TRECHO FORNECIDO:
• • • • •
José Ramos Tinhorão, em Os Sons dos Negros no Brasil, traz conceituações interessantes sobre os termos empregados na época colonial que se referia à musicalidade dos africanos e descendentes. Batuque seria um termo genérico português para os sons dos africanos considerados ruidosos, segundo as concepções musicais europeias vigentes na época. No entanto, por trás deste termo, se esconde uma diversidade de práticas religiosas, danças rituais e formas de lazer. O Calundu seria uma dança religiosa de escravos, também utilizada como sinônimo de Lundu, embora este designasse uma dança de roda profana à base de umbigas, marcada por palmas e entoada por violas. O termo samba parece substituir o termo genérico batuque quando a umbigada passa a prevalecer enquanto coreografia. Tinhorão, neste sentido, estabelece relações entre o Lundu e o Samba de Roda:

O pormenor de bailarem os pares “quase sem moverem as pernas, com toda a ondulação licenciosa dos corpos” é uma clara referência ao miudinho que passaria mais tarde aos sambas de roda, onde os dançarinos (homens e mulheres) aproximavam-se de frente uma para o outro, tremelicando o corpo apenas da cintura para baixo, para culminar no tal contato “imodesto”, ante os aplausos e gritos de estímulo dos presentes. (TINHORÃO; 2008; 66-67).

Outro elemento fundamental deste contexto são os cantos de trabalho. A visão dos cronistas da época colonial, segundo Tinhorão (2008), é que os cantos de trabalho eram importantes para o escravo naquela situação imposta e forçada, gerando através da música laços de solidariedade e força para continuar na labuta diária. Entretanto, é possível que tenham utilizado versos de seus cantos para conversarem enquanto trabalhavam, descobrindo formas de comunicação que o senhor não percebia, através de figuras de linguagem que mascaravam o real sentido das mensagens. A palavra cantada envolve relações entre a mensagem que a música pode passar e as interações entre poetas e músicos. No campo empírico há uma confluência do sagrado e do profano. No século XIX na Bahia, era provável que existissem distinções dos ritmos do candomblé e dos batuques. Estes (os batuques) foram expressões musicais que seriam a gênese do samba baiano e por consequência, do carioca (MUKUNA; 2006). Segundo o mesmo autor o termo batuque seria uma denominação portuguesa para samba de umbigada ou dança de roda existente nesse período, que por sua vez teria se originado (dentre outras influências) do Semba

(umbigada)

da

região

Congo-Angola.
• • • • •
[Entradas do conjunto de dados]
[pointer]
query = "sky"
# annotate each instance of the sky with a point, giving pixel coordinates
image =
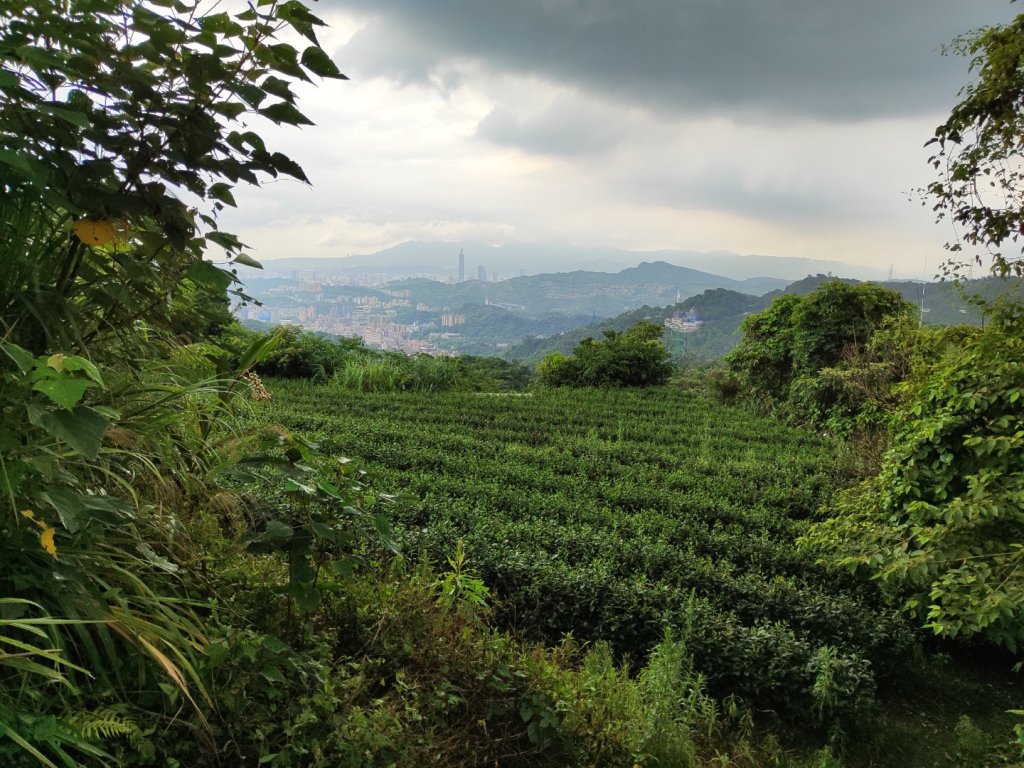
(776, 127)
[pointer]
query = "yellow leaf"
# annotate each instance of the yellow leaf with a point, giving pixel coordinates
(46, 542)
(32, 516)
(94, 231)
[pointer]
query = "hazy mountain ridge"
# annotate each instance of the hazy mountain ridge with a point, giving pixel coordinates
(590, 293)
(441, 259)
(723, 310)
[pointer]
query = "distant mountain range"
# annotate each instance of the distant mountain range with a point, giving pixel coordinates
(589, 293)
(722, 311)
(441, 259)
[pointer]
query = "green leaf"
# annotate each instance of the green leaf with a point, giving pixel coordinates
(64, 390)
(22, 357)
(69, 116)
(17, 161)
(204, 273)
(74, 363)
(318, 62)
(285, 113)
(248, 260)
(82, 428)
(278, 531)
(222, 192)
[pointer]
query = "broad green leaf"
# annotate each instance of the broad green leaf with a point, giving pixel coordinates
(65, 391)
(279, 531)
(204, 273)
(318, 62)
(22, 357)
(75, 363)
(285, 113)
(247, 260)
(77, 119)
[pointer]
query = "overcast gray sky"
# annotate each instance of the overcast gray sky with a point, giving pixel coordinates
(779, 127)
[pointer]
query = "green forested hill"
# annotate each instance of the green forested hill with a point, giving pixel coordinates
(723, 311)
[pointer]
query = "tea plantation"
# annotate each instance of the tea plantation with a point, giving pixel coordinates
(614, 514)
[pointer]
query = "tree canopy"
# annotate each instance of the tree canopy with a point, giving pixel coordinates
(981, 180)
(125, 126)
(634, 358)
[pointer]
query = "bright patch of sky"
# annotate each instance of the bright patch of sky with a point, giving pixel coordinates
(786, 128)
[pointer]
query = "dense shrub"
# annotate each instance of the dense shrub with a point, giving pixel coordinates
(816, 354)
(633, 358)
(942, 520)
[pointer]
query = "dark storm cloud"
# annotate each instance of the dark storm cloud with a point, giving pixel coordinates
(826, 59)
(567, 126)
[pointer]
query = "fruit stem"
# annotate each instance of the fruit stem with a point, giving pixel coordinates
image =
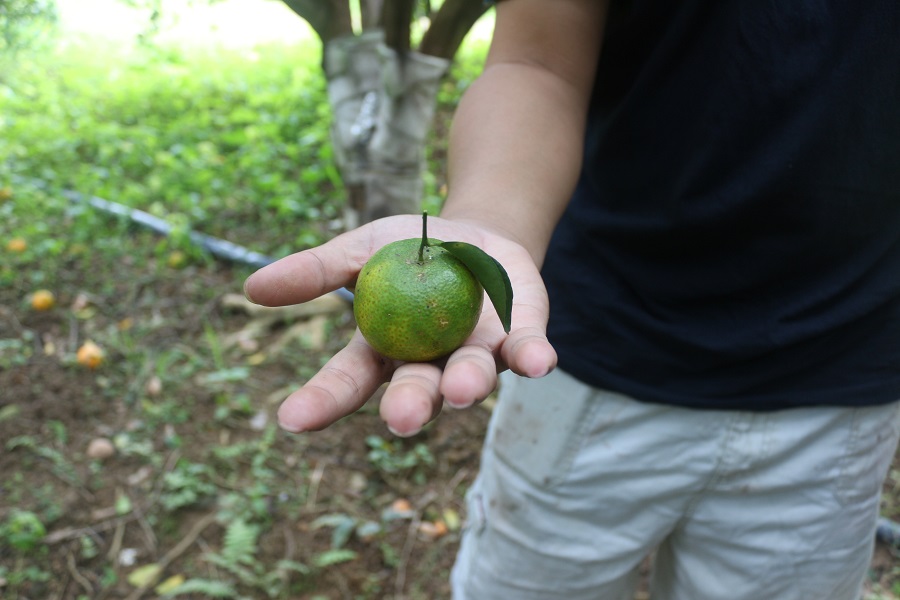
(424, 236)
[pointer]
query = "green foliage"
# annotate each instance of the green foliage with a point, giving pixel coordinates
(23, 23)
(217, 142)
(188, 484)
(23, 531)
(391, 457)
(231, 144)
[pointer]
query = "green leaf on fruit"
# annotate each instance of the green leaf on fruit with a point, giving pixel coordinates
(489, 273)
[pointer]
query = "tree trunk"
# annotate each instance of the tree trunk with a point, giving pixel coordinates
(382, 105)
(382, 94)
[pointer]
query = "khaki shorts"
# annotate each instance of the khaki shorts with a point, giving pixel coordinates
(578, 486)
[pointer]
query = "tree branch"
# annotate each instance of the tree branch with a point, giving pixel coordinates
(450, 26)
(328, 18)
(396, 16)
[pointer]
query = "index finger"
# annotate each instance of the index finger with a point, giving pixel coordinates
(311, 273)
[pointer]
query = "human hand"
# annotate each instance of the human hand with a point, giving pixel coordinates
(416, 390)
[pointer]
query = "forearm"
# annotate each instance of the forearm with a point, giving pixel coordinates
(517, 137)
(515, 157)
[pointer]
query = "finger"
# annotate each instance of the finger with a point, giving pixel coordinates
(341, 387)
(309, 274)
(470, 375)
(412, 398)
(526, 350)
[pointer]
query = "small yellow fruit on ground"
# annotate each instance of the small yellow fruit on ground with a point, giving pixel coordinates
(90, 355)
(43, 300)
(416, 304)
(16, 245)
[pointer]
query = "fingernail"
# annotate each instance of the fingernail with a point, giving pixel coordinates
(406, 434)
(247, 290)
(459, 405)
(290, 428)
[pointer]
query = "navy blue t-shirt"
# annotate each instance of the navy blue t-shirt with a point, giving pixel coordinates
(734, 239)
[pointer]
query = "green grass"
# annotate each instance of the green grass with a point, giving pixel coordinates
(234, 145)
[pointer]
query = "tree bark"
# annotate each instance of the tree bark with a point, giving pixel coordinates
(382, 94)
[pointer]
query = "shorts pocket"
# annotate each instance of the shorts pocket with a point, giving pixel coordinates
(540, 425)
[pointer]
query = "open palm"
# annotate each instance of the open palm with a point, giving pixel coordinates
(416, 390)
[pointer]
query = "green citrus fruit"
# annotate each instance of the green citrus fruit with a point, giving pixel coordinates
(416, 310)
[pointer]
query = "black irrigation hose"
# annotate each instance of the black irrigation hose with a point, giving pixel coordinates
(217, 247)
(887, 531)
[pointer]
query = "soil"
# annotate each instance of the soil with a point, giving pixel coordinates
(326, 473)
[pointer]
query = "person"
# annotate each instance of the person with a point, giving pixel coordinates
(698, 205)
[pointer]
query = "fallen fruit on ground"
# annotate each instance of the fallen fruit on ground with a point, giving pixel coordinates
(90, 355)
(43, 300)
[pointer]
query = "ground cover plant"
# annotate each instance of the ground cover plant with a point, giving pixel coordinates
(138, 451)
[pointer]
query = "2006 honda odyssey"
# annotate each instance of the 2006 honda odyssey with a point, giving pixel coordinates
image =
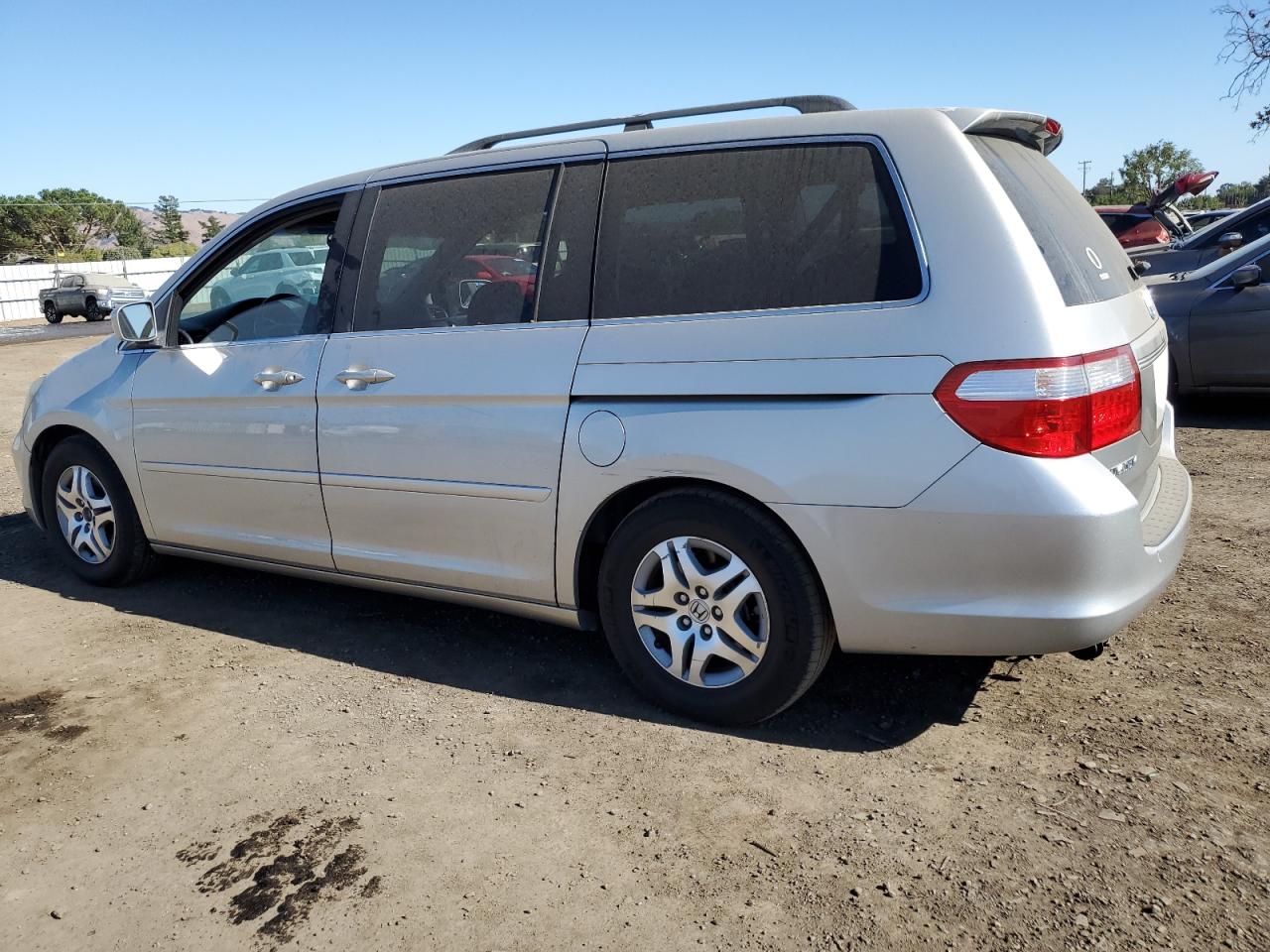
(739, 391)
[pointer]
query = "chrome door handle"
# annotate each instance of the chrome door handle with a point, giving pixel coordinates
(358, 377)
(271, 379)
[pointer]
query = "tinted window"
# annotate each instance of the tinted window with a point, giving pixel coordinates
(248, 298)
(752, 229)
(429, 239)
(1064, 225)
(566, 295)
(1120, 223)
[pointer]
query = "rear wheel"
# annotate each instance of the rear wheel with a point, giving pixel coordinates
(711, 608)
(89, 516)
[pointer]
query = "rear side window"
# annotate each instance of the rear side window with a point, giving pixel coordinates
(1082, 254)
(752, 229)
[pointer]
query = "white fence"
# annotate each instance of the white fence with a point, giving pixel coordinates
(21, 284)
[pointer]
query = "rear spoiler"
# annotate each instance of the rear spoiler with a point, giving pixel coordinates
(1034, 130)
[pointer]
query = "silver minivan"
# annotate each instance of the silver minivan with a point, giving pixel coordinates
(737, 393)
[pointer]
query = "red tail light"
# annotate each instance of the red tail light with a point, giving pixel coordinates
(1052, 407)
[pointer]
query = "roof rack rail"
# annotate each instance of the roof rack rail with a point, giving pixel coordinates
(644, 121)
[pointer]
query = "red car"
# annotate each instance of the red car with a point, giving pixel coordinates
(1159, 221)
(497, 268)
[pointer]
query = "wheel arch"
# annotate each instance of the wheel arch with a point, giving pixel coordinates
(40, 451)
(610, 513)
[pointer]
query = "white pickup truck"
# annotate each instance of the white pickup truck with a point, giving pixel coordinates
(93, 296)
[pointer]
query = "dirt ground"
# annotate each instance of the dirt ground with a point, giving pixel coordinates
(221, 760)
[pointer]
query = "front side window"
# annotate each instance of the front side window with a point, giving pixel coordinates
(1255, 226)
(261, 293)
(454, 252)
(752, 229)
(1084, 259)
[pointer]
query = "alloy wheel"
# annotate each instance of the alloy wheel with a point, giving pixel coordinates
(85, 515)
(699, 612)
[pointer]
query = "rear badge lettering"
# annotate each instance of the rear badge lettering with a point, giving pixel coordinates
(1097, 263)
(1120, 468)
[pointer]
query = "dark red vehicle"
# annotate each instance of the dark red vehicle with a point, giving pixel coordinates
(1157, 221)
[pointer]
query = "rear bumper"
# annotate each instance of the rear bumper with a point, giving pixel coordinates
(1005, 555)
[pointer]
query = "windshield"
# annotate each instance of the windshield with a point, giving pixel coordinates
(1082, 254)
(1228, 262)
(1225, 223)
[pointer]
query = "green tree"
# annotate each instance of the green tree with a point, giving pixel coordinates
(173, 249)
(1247, 46)
(1148, 169)
(169, 229)
(211, 226)
(60, 221)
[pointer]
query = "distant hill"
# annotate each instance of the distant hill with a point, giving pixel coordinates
(190, 220)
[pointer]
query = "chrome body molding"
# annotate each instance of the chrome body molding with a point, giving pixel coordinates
(538, 611)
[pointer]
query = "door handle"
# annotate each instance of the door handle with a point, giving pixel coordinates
(271, 379)
(358, 377)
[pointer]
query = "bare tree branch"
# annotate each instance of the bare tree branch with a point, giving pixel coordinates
(1247, 46)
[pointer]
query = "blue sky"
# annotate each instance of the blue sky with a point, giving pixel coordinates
(243, 100)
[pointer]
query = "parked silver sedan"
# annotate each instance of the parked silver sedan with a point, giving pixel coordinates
(878, 380)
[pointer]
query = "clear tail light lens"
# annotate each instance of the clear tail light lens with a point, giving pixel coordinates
(1049, 408)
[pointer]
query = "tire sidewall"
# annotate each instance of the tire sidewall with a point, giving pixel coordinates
(779, 676)
(82, 452)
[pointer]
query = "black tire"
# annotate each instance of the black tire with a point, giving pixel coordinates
(131, 556)
(801, 638)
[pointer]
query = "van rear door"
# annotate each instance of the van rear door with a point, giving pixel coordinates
(1091, 271)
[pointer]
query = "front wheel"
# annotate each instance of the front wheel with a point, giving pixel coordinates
(711, 608)
(89, 516)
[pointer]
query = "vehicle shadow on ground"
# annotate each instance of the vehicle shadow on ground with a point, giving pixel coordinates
(861, 703)
(1224, 412)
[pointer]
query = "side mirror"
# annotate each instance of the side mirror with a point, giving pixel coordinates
(467, 291)
(135, 322)
(1246, 277)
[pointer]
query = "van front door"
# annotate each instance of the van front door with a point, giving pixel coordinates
(225, 414)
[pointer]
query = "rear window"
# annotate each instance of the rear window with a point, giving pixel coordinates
(752, 229)
(1082, 254)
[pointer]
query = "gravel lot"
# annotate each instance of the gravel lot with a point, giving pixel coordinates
(220, 760)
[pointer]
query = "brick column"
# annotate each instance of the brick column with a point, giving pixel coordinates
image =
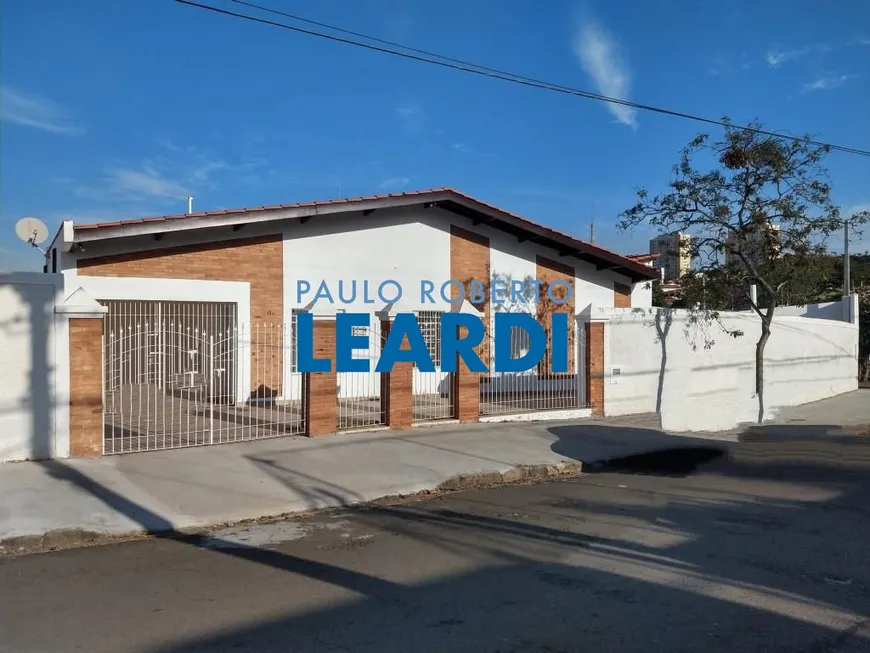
(321, 388)
(397, 389)
(595, 367)
(86, 386)
(466, 389)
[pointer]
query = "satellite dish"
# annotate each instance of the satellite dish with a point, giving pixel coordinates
(31, 230)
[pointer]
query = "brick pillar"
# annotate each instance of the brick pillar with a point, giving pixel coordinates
(397, 389)
(321, 388)
(595, 367)
(86, 386)
(466, 389)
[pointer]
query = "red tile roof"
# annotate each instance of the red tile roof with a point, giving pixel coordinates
(589, 249)
(254, 209)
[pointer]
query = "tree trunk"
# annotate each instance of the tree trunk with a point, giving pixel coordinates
(759, 363)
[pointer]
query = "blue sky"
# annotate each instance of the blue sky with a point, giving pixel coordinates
(120, 109)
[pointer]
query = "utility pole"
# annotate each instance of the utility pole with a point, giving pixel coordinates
(847, 272)
(592, 225)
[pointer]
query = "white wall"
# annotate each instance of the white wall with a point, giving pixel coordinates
(707, 380)
(34, 358)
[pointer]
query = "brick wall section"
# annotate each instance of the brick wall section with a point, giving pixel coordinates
(397, 389)
(595, 367)
(258, 261)
(86, 387)
(621, 295)
(469, 259)
(321, 396)
(549, 271)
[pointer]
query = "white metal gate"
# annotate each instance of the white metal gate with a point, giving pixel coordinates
(433, 394)
(360, 403)
(179, 374)
(537, 389)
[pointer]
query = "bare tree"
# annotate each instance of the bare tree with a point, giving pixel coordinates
(760, 211)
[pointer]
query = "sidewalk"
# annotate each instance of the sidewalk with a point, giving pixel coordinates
(79, 500)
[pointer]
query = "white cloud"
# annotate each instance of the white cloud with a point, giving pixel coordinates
(777, 56)
(186, 171)
(31, 110)
(827, 82)
(395, 183)
(603, 59)
(411, 116)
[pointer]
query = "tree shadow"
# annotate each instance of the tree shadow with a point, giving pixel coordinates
(552, 582)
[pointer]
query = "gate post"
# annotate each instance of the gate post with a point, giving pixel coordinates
(397, 388)
(321, 388)
(86, 351)
(595, 360)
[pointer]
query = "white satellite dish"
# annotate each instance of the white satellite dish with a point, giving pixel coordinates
(32, 231)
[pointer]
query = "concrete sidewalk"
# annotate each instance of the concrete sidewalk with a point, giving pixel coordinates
(73, 501)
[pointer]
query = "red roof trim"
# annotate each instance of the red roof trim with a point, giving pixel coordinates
(350, 200)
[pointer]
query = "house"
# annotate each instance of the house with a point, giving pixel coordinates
(198, 347)
(674, 250)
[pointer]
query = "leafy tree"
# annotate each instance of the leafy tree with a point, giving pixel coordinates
(758, 214)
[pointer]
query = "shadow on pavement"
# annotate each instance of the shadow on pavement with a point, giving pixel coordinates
(743, 546)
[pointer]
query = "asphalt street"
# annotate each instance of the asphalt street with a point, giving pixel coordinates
(761, 549)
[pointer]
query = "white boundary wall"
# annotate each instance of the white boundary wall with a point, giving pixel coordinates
(34, 368)
(709, 388)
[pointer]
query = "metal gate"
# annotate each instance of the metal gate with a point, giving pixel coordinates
(179, 374)
(538, 389)
(433, 396)
(360, 403)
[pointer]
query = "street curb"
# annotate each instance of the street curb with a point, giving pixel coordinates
(72, 538)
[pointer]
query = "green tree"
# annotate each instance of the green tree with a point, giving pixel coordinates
(757, 215)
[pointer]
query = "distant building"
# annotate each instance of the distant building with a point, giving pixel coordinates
(758, 245)
(674, 255)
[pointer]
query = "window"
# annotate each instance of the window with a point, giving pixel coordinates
(430, 327)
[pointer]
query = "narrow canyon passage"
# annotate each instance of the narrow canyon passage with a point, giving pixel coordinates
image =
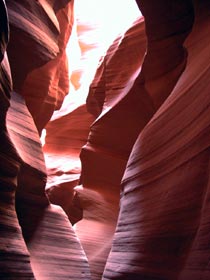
(104, 148)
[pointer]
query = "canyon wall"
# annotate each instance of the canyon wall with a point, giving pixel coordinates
(120, 187)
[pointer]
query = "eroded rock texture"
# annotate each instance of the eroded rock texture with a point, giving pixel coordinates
(130, 168)
(162, 230)
(37, 239)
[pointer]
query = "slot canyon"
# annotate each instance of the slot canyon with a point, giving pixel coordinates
(105, 140)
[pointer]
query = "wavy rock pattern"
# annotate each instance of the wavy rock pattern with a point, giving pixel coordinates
(37, 239)
(162, 230)
(14, 256)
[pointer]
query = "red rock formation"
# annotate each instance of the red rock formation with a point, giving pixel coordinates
(37, 239)
(162, 230)
(14, 256)
(144, 134)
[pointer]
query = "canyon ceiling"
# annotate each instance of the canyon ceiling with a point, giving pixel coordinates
(105, 140)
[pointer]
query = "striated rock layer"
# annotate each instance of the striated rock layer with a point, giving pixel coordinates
(37, 239)
(163, 229)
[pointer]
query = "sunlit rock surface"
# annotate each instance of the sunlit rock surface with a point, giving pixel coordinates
(163, 230)
(139, 147)
(14, 256)
(37, 239)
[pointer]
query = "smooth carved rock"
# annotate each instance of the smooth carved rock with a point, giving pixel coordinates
(33, 38)
(48, 234)
(45, 87)
(14, 256)
(37, 239)
(163, 229)
(125, 111)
• • • • •
TAREFAS:
1. No trecho sobre a musicalidade dos africanos no Brasil colonial, o que seria o Calundu?
2. Devolva cada linha da listagem em que aparece a palavra "yellow".

RESPOSTAS:
1. Uma dança religiosa de escravos.

2.
query = "yellow leaf"
# annotate each instance of the yellow leaf with a point, giving pixel coordinates
query = "small yellow fruit on ground"
# annotate each instance of the small yellow fruit on ground with a point, giving pixel coordinates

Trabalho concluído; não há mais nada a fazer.